* start Exercise inputs *

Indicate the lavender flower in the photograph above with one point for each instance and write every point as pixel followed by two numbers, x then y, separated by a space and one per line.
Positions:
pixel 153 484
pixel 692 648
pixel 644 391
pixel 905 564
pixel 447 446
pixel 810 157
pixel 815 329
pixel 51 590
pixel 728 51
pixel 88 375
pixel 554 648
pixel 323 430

* end Exercise inputs *

> _Work instructions_
Return every row above verbatim, one per line, in the original order.

> _Response for this exercise_
Indicate the lavender flower in the photograph above with one point for each instance and write every point as pixel followed by two numbers, x then y, separated by a space and one per line.
Positions:
pixel 153 484
pixel 692 648
pixel 644 391
pixel 905 564
pixel 447 446
pixel 810 157
pixel 815 329
pixel 51 590
pixel 728 51
pixel 88 375
pixel 554 648
pixel 323 430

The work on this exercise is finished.